*** Data under study ***
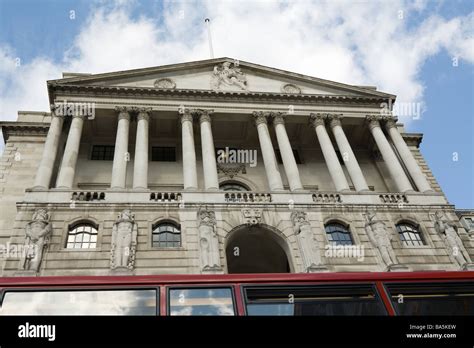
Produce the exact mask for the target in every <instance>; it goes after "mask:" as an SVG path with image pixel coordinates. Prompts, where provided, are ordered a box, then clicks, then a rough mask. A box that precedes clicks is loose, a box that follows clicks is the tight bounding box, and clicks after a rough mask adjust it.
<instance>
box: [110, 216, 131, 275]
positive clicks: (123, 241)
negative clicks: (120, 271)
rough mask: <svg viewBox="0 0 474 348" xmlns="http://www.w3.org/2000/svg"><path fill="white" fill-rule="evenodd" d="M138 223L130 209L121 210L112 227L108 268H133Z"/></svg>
mask: <svg viewBox="0 0 474 348" xmlns="http://www.w3.org/2000/svg"><path fill="white" fill-rule="evenodd" d="M137 235H138V225H137V223H136V222H135V215H133V214H132V213H131V211H130V210H128V209H125V210H123V211H122V212H121V213H120V214H119V215H118V217H117V220H116V222H115V223H114V226H113V228H112V246H111V255H110V268H111V269H117V268H127V269H130V270H131V269H133V267H134V264H135V251H136V246H137Z"/></svg>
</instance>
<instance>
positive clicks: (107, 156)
mask: <svg viewBox="0 0 474 348" xmlns="http://www.w3.org/2000/svg"><path fill="white" fill-rule="evenodd" d="M114 151H115V146H114V145H93V146H92V153H91V160H94V161H113V160H114Z"/></svg>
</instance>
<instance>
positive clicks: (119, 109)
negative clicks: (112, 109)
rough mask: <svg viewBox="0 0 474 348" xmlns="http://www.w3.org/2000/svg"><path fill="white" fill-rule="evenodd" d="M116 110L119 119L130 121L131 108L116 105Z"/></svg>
mask: <svg viewBox="0 0 474 348" xmlns="http://www.w3.org/2000/svg"><path fill="white" fill-rule="evenodd" d="M115 111H116V112H117V113H118V119H119V120H121V119H127V120H128V121H130V108H129V107H127V106H116V107H115Z"/></svg>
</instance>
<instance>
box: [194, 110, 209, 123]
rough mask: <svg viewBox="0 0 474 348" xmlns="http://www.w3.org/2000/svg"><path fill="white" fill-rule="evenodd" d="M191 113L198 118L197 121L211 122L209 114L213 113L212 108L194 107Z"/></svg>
mask: <svg viewBox="0 0 474 348" xmlns="http://www.w3.org/2000/svg"><path fill="white" fill-rule="evenodd" d="M192 113H193V115H194V116H195V117H198V118H199V123H202V122H211V115H212V114H213V113H214V110H205V109H194V110H193V112H192Z"/></svg>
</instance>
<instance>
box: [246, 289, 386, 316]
mask: <svg viewBox="0 0 474 348" xmlns="http://www.w3.org/2000/svg"><path fill="white" fill-rule="evenodd" d="M244 291H245V301H246V308H247V315H387V311H386V309H385V307H384V305H383V303H382V301H381V299H380V297H379V296H378V294H377V292H376V290H375V287H374V286H372V285H371V284H362V285H358V284H357V285H314V286H292V287H283V286H275V287H268V286H266V287H247V288H245V290H244Z"/></svg>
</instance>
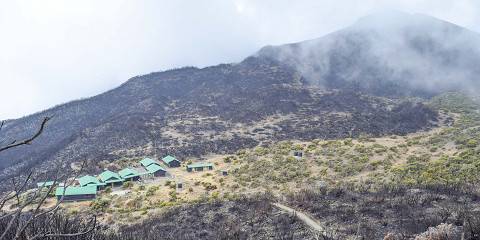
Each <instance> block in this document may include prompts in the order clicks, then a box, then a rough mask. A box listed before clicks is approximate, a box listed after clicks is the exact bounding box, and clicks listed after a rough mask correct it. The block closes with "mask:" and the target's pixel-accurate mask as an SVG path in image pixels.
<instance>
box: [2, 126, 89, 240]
mask: <svg viewBox="0 0 480 240" xmlns="http://www.w3.org/2000/svg"><path fill="white" fill-rule="evenodd" d="M50 119H51V118H50V117H45V118H44V119H43V121H42V122H41V124H40V127H39V129H38V130H37V131H36V132H35V134H33V135H32V136H31V137H29V138H26V139H23V140H13V141H12V142H10V143H8V144H7V145H5V146H0V154H1V153H2V152H3V151H7V150H10V149H13V148H17V147H20V146H23V145H30V144H32V143H33V142H34V140H35V139H37V138H38V137H39V136H40V135H41V134H42V133H43V131H44V130H45V128H46V126H47V123H48V122H49V121H50ZM4 126H5V122H1V123H0V131H1V130H2V128H3V127H4ZM81 168H83V165H82V167H81ZM60 169H61V168H60V167H57V168H56V170H54V171H53V172H54V173H55V174H46V173H45V174H40V173H34V171H33V170H31V171H29V172H28V173H27V174H26V175H25V176H23V177H18V178H12V179H11V189H10V190H9V191H7V192H4V193H3V194H2V196H1V198H0V240H7V239H8V240H17V239H18V240H35V239H55V238H63V239H72V238H74V239H80V238H79V237H82V236H88V235H89V233H91V232H92V231H93V230H94V229H95V227H96V217H95V216H94V217H92V219H90V220H89V221H88V223H86V224H84V223H82V221H80V220H78V219H77V220H76V221H71V222H69V220H68V219H66V218H65V216H64V215H63V213H62V211H61V208H60V205H61V203H62V202H63V198H64V196H61V197H60V199H58V200H57V202H56V203H55V204H54V205H53V206H47V199H48V198H49V196H51V194H52V193H53V192H54V189H55V187H56V186H57V185H58V184H59V183H63V185H64V188H63V189H64V192H63V193H65V189H66V188H67V187H68V186H70V185H72V184H73V181H74V179H75V178H76V177H77V174H78V173H79V172H80V171H81V170H80V171H74V170H72V171H67V172H65V171H60ZM36 175H38V176H42V175H45V176H44V177H45V178H47V177H51V178H50V179H52V178H53V180H52V181H53V184H52V185H50V186H46V185H43V186H39V187H37V188H36V189H29V188H30V186H32V185H33V182H34V180H35V177H34V176H36ZM7 207H9V208H7ZM67 223H70V224H67ZM72 223H75V224H76V225H75V226H73V225H71V224H72ZM82 239H88V238H82Z"/></svg>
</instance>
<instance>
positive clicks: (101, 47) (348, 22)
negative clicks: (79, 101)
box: [0, 0, 480, 119]
mask: <svg viewBox="0 0 480 240" xmlns="http://www.w3.org/2000/svg"><path fill="white" fill-rule="evenodd" d="M382 9H397V10H402V11H406V12H410V13H413V12H416V13H424V14H428V15H432V16H435V17H437V18H442V19H444V20H447V21H450V22H453V23H456V24H458V25H461V26H465V27H467V28H470V29H472V30H474V31H477V32H480V1H478V0H451V1H444V0H425V1H422V0H402V1H400V0H398V1H388V0H387V1H378V0H362V1H358V0H334V1H320V0H309V1H307V0H296V1H289V0H261V1H260V0H257V1H255V0H210V1H207V0H204V1H198V0H190V1H186V0H175V1H166V0H165V1H160V0H151V1H143V0H130V1H128V0H68V1H66V0H25V1H23V0H14V1H13V0H0V119H7V118H17V117H21V116H24V115H28V114H31V113H34V112H36V111H39V110H43V109H46V108H49V107H52V106H54V105H57V104H60V103H64V102H67V101H70V100H74V99H78V98H84V97H89V96H93V95H96V94H99V93H101V92H103V91H106V90H108V89H111V88H113V87H116V86H118V85H119V84H121V83H122V82H125V81H126V80H127V79H129V78H130V77H133V76H136V75H141V74H146V73H149V72H154V71H160V70H166V69H170V68H174V67H179V66H186V65H190V66H191V65H194V66H200V67H202V66H208V65H214V64H218V63H225V62H238V61H241V60H242V59H243V58H244V57H246V56H248V55H250V54H252V53H254V52H255V51H256V50H258V49H259V48H260V47H262V46H264V45H268V44H273V45H275V44H282V43H288V42H295V41H301V40H306V39H311V38H316V37H320V36H322V35H324V34H327V33H329V32H332V31H335V30H338V29H340V28H343V27H345V26H348V25H350V24H352V23H354V22H355V20H356V19H357V18H359V17H361V16H363V15H366V14H369V13H371V12H374V11H377V10H382Z"/></svg>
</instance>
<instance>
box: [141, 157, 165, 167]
mask: <svg viewBox="0 0 480 240" xmlns="http://www.w3.org/2000/svg"><path fill="white" fill-rule="evenodd" d="M140 164H142V166H143V167H145V168H146V167H148V166H150V165H152V164H157V165H160V163H158V162H157V161H155V160H153V159H151V158H144V159H142V160H141V161H140Z"/></svg>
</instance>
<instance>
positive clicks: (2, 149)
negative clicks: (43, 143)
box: [0, 117, 51, 152]
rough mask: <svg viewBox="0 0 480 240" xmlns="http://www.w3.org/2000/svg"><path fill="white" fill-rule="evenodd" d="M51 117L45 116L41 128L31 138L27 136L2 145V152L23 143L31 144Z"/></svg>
mask: <svg viewBox="0 0 480 240" xmlns="http://www.w3.org/2000/svg"><path fill="white" fill-rule="evenodd" d="M50 119H51V118H50V117H45V118H44V119H43V121H42V123H41V125H40V128H39V129H38V131H37V132H36V133H35V134H34V135H33V136H31V137H30V138H27V139H24V140H22V141H16V140H15V141H13V142H11V143H10V144H8V145H7V146H4V147H0V152H2V151H5V150H7V149H10V148H14V147H18V146H21V145H29V144H31V143H32V142H33V140H35V139H36V138H37V137H39V136H40V135H41V134H42V132H43V130H44V129H45V126H46V124H47V122H48V121H49V120H50ZM3 124H4V123H3V122H2V125H1V126H2V127H3Z"/></svg>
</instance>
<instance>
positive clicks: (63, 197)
mask: <svg viewBox="0 0 480 240" xmlns="http://www.w3.org/2000/svg"><path fill="white" fill-rule="evenodd" d="M55 196H57V199H58V200H61V199H62V196H63V201H81V200H91V199H95V197H97V186H93V185H90V186H85V187H73V186H68V187H66V188H65V187H57V189H56V190H55Z"/></svg>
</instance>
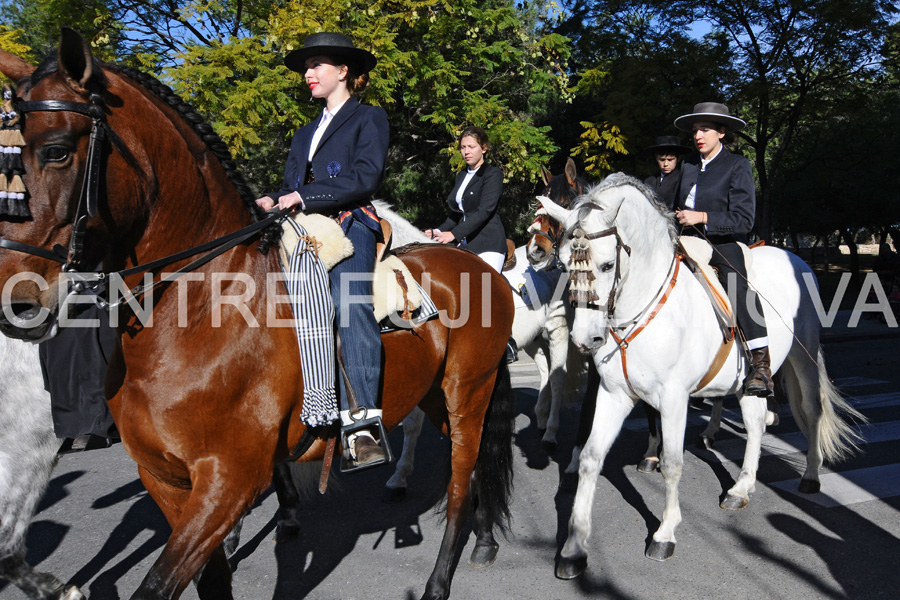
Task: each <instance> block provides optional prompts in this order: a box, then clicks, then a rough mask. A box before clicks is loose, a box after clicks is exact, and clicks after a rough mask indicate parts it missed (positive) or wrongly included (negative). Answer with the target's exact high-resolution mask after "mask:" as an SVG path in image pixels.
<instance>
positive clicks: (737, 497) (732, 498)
mask: <svg viewBox="0 0 900 600" xmlns="http://www.w3.org/2000/svg"><path fill="white" fill-rule="evenodd" d="M748 504H750V499H749V498H744V497H743V496H735V495H733V494H728V495H727V496H725V499H724V500H722V504H720V505H719V506H720V507H722V508H724V509H725V510H741V509H742V508H747V505H748Z"/></svg>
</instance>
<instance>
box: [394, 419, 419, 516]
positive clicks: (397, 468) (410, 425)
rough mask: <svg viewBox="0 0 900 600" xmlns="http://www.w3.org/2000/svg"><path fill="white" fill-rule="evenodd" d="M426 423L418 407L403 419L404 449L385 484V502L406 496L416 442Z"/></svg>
mask: <svg viewBox="0 0 900 600" xmlns="http://www.w3.org/2000/svg"><path fill="white" fill-rule="evenodd" d="M424 424H425V413H424V412H422V409H420V408H418V407H416V408H414V409H413V411H412V412H411V413H409V414H408V415H406V418H405V419H403V422H402V426H403V450H402V451H401V452H400V458H399V459H398V460H397V467H396V468H395V469H394V474H393V475H391V478H390V479H388V481H387V483H386V484H385V488H387V490H386V492H385V502H399V501H401V500H403V498H405V497H406V483H407V482H406V480H407V479H408V478H409V476H410V475H412V472H413V467H414V466H415V460H416V444H417V443H418V441H419V435H420V434H421V433H422V425H424Z"/></svg>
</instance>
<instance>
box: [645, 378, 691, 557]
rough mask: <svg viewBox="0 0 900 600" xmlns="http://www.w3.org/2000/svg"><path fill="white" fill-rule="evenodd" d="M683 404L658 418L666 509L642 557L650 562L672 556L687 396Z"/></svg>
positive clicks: (685, 419) (675, 525)
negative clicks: (661, 454)
mask: <svg viewBox="0 0 900 600" xmlns="http://www.w3.org/2000/svg"><path fill="white" fill-rule="evenodd" d="M682 402H683V404H681V405H680V407H677V408H676V407H673V410H670V411H667V412H666V413H665V414H663V416H662V437H663V452H662V458H661V460H660V464H659V471H660V473H662V476H663V480H664V481H665V484H666V507H665V509H664V510H663V517H662V520H661V521H660V524H659V527H658V528H657V529H656V531H655V532H654V533H653V539H652V540H651V542H650V544H649V546H648V547H647V551H646V552H645V556H646V557H647V558H650V559H652V560H656V561H664V560H668V559H669V558H672V556H674V555H675V528H676V527H678V525H679V523H681V505H680V503H679V499H678V484H679V482H680V481H681V474H682V472H683V470H684V451H683V449H684V430H685V424H686V421H687V410H686V409H687V402H688V398H687V395H685V396H683V400H682Z"/></svg>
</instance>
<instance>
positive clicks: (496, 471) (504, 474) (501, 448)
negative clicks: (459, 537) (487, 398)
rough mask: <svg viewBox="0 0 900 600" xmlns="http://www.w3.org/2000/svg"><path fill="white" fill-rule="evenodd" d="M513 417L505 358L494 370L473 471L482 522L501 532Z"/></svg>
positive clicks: (509, 492) (474, 480)
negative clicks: (498, 367)
mask: <svg viewBox="0 0 900 600" xmlns="http://www.w3.org/2000/svg"><path fill="white" fill-rule="evenodd" d="M515 416H516V414H515V401H514V398H513V391H512V382H511V381H510V377H509V367H508V366H507V364H506V359H505V357H504V358H503V359H501V361H500V366H499V368H498V369H497V379H496V381H495V382H494V391H493V392H492V393H491V402H490V405H489V406H488V410H487V413H486V414H485V416H484V425H483V427H482V430H481V445H480V446H479V448H478V460H477V461H476V462H475V471H474V473H473V474H472V481H473V483H474V506H476V507H477V509H478V510H480V511H484V513H483V514H484V522H486V523H490V524H492V525H494V526H497V527H499V529H500V530H501V531H503V532H505V531H507V529H508V528H509V520H510V510H509V503H510V496H511V494H512V476H513V448H512V434H513V421H514V420H515Z"/></svg>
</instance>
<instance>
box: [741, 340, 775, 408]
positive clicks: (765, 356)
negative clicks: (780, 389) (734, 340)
mask: <svg viewBox="0 0 900 600" xmlns="http://www.w3.org/2000/svg"><path fill="white" fill-rule="evenodd" d="M769 363H770V359H769V347H768V346H764V347H762V348H757V349H756V350H751V351H750V373H748V374H747V378H746V379H745V380H744V394H745V395H747V396H759V397H760V398H765V397H766V396H768V395H770V394H771V393H772V371H771V369H770V368H769Z"/></svg>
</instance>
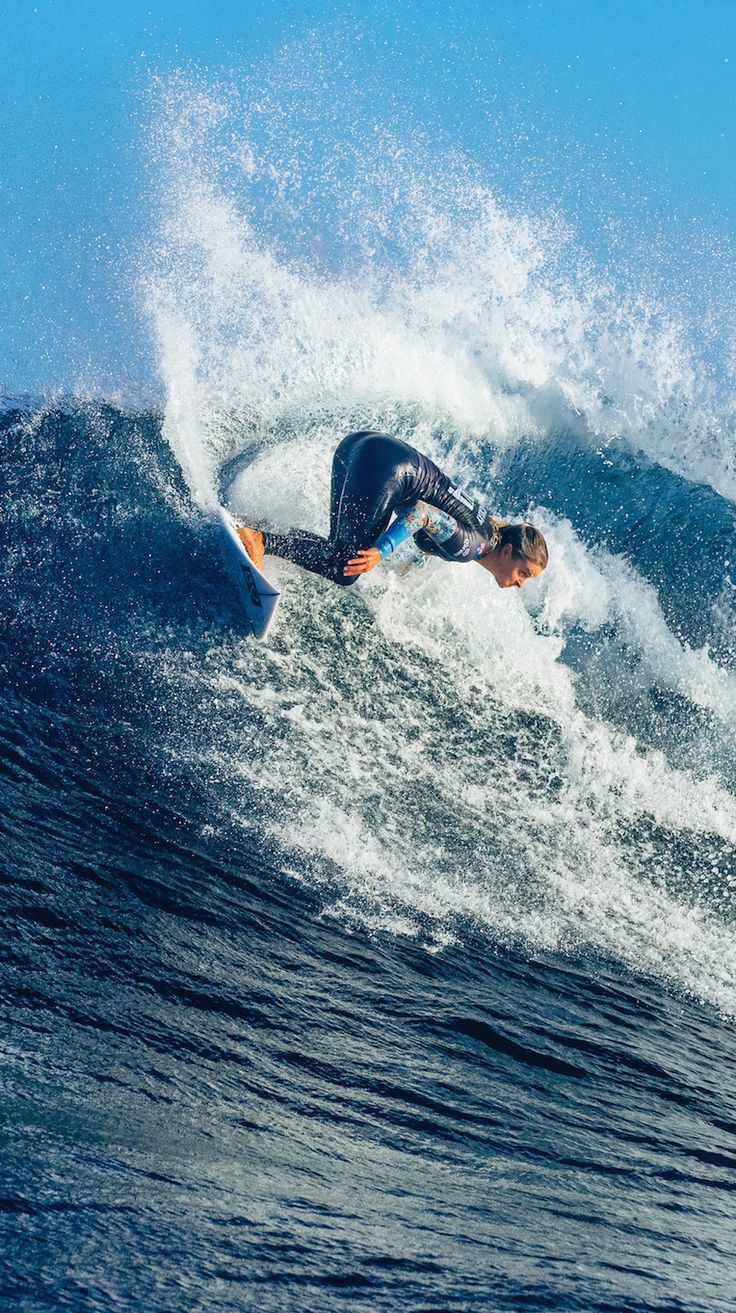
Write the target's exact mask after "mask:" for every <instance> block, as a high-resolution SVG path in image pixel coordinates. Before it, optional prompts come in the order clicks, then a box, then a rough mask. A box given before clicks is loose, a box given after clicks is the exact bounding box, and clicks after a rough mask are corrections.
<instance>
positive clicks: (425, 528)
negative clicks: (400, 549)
mask: <svg viewBox="0 0 736 1313" xmlns="http://www.w3.org/2000/svg"><path fill="white" fill-rule="evenodd" d="M457 528H458V525H457V521H455V520H454V519H453V516H451V515H447V512H446V511H438V509H437V507H434V506H430V504H429V502H416V503H415V506H411V507H409V509H408V511H404V513H403V515H400V516H399V519H398V520H394V524H391V525H390V527H388V529H386V532H384V533H382V534H380V537H379V538H378V540H377V542H375V548H377V550H378V551H379V554H380V559H382V561H386V559H387V557H390V555H391V554H392V553H394V551H395V550H396V548H400V546H401V544H403V542H405V541H407V538H412V537H413V536H415V533H419V532H420V529H424V532H425V533H428V534H429V537H430V538H433V540H434V541H436V542H446V541H447V538H451V537H453V533H454V532H455V529H457Z"/></svg>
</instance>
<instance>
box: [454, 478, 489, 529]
mask: <svg viewBox="0 0 736 1313" xmlns="http://www.w3.org/2000/svg"><path fill="white" fill-rule="evenodd" d="M447 492H449V494H450V496H454V498H455V499H457V500H458V502H459V503H460V506H464V507H467V509H468V511H472V513H474V516H475V519H476V520H478V523H479V524H483V521H484V519H485V515H487V511H485V507H484V506H480V503H479V502H476V500H475V498H472V496H468V494H467V492H463V490H462V488H458V487H454V486H453V484H450V487H449V488H447Z"/></svg>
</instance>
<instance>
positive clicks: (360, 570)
mask: <svg viewBox="0 0 736 1313" xmlns="http://www.w3.org/2000/svg"><path fill="white" fill-rule="evenodd" d="M379 562H380V551H379V550H378V548H366V550H365V551H358V554H357V557H353V558H352V561H349V562H348V565H346V566H345V569H344V571H342V574H346V575H356V574H366V572H367V571H369V570H373V569H374V566H377V565H379Z"/></svg>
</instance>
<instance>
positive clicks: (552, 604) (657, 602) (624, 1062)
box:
***
Work to be completed: Which lines of the material above contain the word "negative"? Report each such line in full, and treat case as significant.

Solution to this problem:
negative clicks: (120, 271)
negative clicks: (112, 109)
negative clicks: (79, 101)
negative clicks: (43, 143)
Task: each <instance> block provides optional prompts in this order: a box, then clicks, then a rough mask. A box before clicks is loose, a box after clicks is exact, and clicks after a rough mask indicate parts it missed (positive) or wrongly included (negative). Answer with the target's exact high-resolution mask after "mask:" as an SVG path in image pixels.
negative clicks: (661, 454)
negative clicks: (459, 537) (487, 398)
negative clicks: (498, 367)
negative clicks: (780, 389) (734, 340)
negative clicks: (400, 549)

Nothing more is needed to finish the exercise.